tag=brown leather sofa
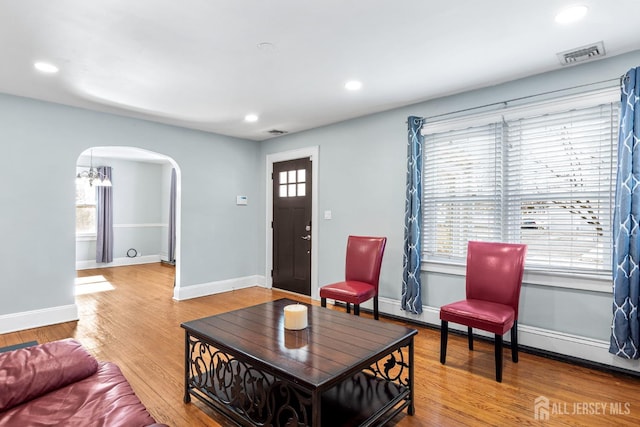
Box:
[0,339,162,427]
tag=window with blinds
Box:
[423,93,619,273]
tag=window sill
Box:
[421,261,613,294]
[76,233,98,242]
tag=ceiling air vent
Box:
[557,42,605,65]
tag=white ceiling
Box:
[0,0,640,140]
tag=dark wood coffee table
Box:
[181,299,417,426]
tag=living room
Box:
[0,1,640,426]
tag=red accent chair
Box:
[440,241,527,382]
[320,236,387,320]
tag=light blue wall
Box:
[0,95,263,316]
[260,51,640,340]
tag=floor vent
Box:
[557,42,605,65]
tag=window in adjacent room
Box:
[278,169,307,197]
[76,170,96,237]
[423,91,619,274]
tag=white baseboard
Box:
[76,255,160,270]
[0,304,78,334]
[173,275,265,301]
[372,298,640,372]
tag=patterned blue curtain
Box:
[609,68,640,359]
[402,116,424,314]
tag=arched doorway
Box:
[76,146,181,288]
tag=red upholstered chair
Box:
[440,241,527,382]
[320,236,387,320]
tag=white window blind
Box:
[422,123,503,259]
[505,104,618,271]
[423,94,619,273]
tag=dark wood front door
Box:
[272,158,312,295]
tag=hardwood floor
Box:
[0,264,640,427]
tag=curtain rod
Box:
[412,75,624,123]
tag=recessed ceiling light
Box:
[344,80,362,90]
[33,62,58,74]
[556,5,589,24]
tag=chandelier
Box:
[76,150,111,187]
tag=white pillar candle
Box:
[284,304,307,330]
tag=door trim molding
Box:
[264,145,320,300]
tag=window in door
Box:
[278,169,307,197]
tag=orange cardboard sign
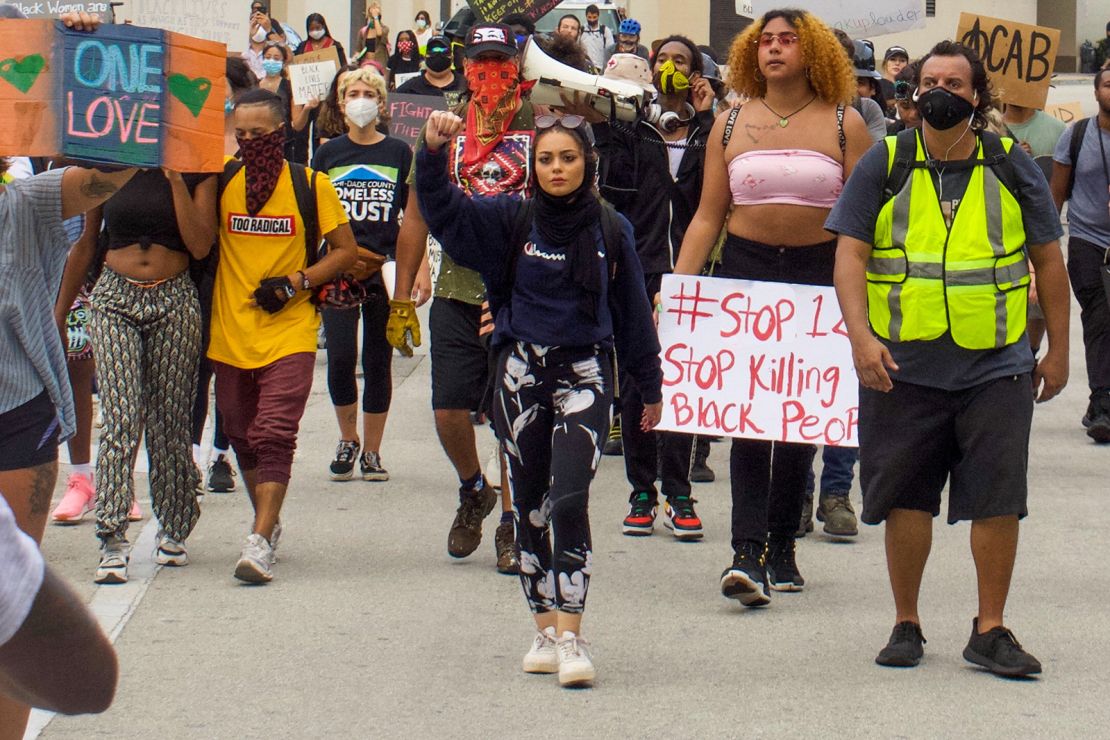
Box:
[0,20,226,172]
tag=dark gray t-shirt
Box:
[1052,118,1110,246]
[825,135,1063,391]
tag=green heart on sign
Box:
[0,54,47,93]
[169,74,212,118]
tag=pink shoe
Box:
[51,473,97,524]
[128,496,142,521]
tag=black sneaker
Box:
[208,454,235,494]
[620,493,657,537]
[447,483,497,558]
[1083,395,1110,444]
[720,544,770,607]
[602,414,624,456]
[875,621,926,668]
[767,537,806,591]
[331,439,359,480]
[794,496,814,537]
[963,617,1040,678]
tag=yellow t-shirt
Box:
[208,164,347,369]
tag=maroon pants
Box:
[212,352,316,485]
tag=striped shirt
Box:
[0,170,75,439]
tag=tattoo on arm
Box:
[81,171,119,199]
[30,463,58,514]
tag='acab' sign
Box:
[659,275,859,447]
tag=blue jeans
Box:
[806,447,859,498]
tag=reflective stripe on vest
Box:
[867,134,1030,349]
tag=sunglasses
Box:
[756,31,798,47]
[536,113,586,129]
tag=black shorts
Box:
[0,391,61,470]
[428,297,490,412]
[859,373,1033,524]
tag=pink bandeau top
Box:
[728,149,844,209]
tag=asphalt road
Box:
[29,256,1110,739]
■ ■ ■ ■ ■
* GIVEN TASK
With the pictures omitted, reproduce the records in full and exactly.

* ANSWER FOR THE TASK
tag=brown leather sofa
Box:
[0,339,162,427]
tag=window with blinds
Box:
[423,93,619,273]
tag=window sill
Box:
[421,261,613,294]
[76,233,98,242]
tag=ceiling air vent
Box:
[557,42,605,65]
tag=white ceiling
Box:
[0,0,640,140]
tag=dark wood coffee table
Box:
[181,299,417,426]
tag=living room
Box:
[0,1,640,426]
tag=red accent chair
Box:
[440,241,527,382]
[320,236,387,320]
tag=light blue wall
Box:
[0,95,263,316]
[260,51,640,340]
tag=floor vent
Box:
[557,42,605,65]
tag=window in adjacent room
Box:
[278,169,307,197]
[76,170,96,237]
[423,91,619,274]
tag=white baseboard
Box:
[76,255,160,270]
[0,304,78,334]
[173,275,265,301]
[372,298,640,372]
tag=patterned blue curtain
Box:
[609,68,640,359]
[402,116,424,314]
tag=arched doorway
Box:
[76,146,181,288]
tag=red upholstered chair
Box:
[440,241,527,382]
[320,236,387,320]
tag=white window blind
Box:
[422,123,503,259]
[505,104,618,271]
[423,94,619,273]
tag=dark wood front door
Box:
[272,158,312,295]
tag=hardwood floor
Box:
[0,264,640,427]
tag=curtain rod
Box:
[412,75,624,123]
tag=recessed ceiling light
Box:
[344,80,362,90]
[33,62,58,74]
[556,5,589,24]
tag=chandelier
Box:
[76,150,111,187]
tag=white pillar candle
Box:
[284,304,307,330]
tag=door trim molding
Box:
[264,145,320,300]
tag=window in door
Box:
[278,169,307,197]
tag=orange cardboard sign
Box:
[0,20,226,172]
tag=dark gray t-shirt
Box:
[1052,118,1110,246]
[825,135,1063,391]
tag=green heart on sign
Box:
[0,54,47,93]
[169,74,212,118]
tag=pink shoe
Box:
[51,473,97,524]
[128,496,142,521]
tag=black sneaker
Box:
[208,454,235,494]
[620,493,657,537]
[447,483,497,558]
[1083,395,1110,444]
[720,544,770,607]
[602,414,624,456]
[875,621,926,668]
[767,537,806,591]
[331,439,359,480]
[794,496,814,537]
[963,617,1040,678]
tag=yellow t-shirt
Box:
[208,164,347,369]
tag=maroon pants
Box:
[212,352,316,485]
tag=striped shirt
Box:
[0,170,75,439]
tag=tattoo on arm
Box:
[81,171,119,199]
[30,463,58,514]
tag='acab' sign
Box:
[659,275,859,447]
tag=blue jeans
Box:
[806,447,859,498]
tag=reflective stripe on vest
Box:
[867,134,1030,349]
tag=sunglasses
Box:
[756,31,798,47]
[536,113,586,129]
tag=black shorts
Box:
[0,391,61,470]
[428,297,490,412]
[859,373,1033,524]
tag=pink bandeau top
Box:
[728,149,844,209]
tag=asphalt road
Box:
[29,256,1110,739]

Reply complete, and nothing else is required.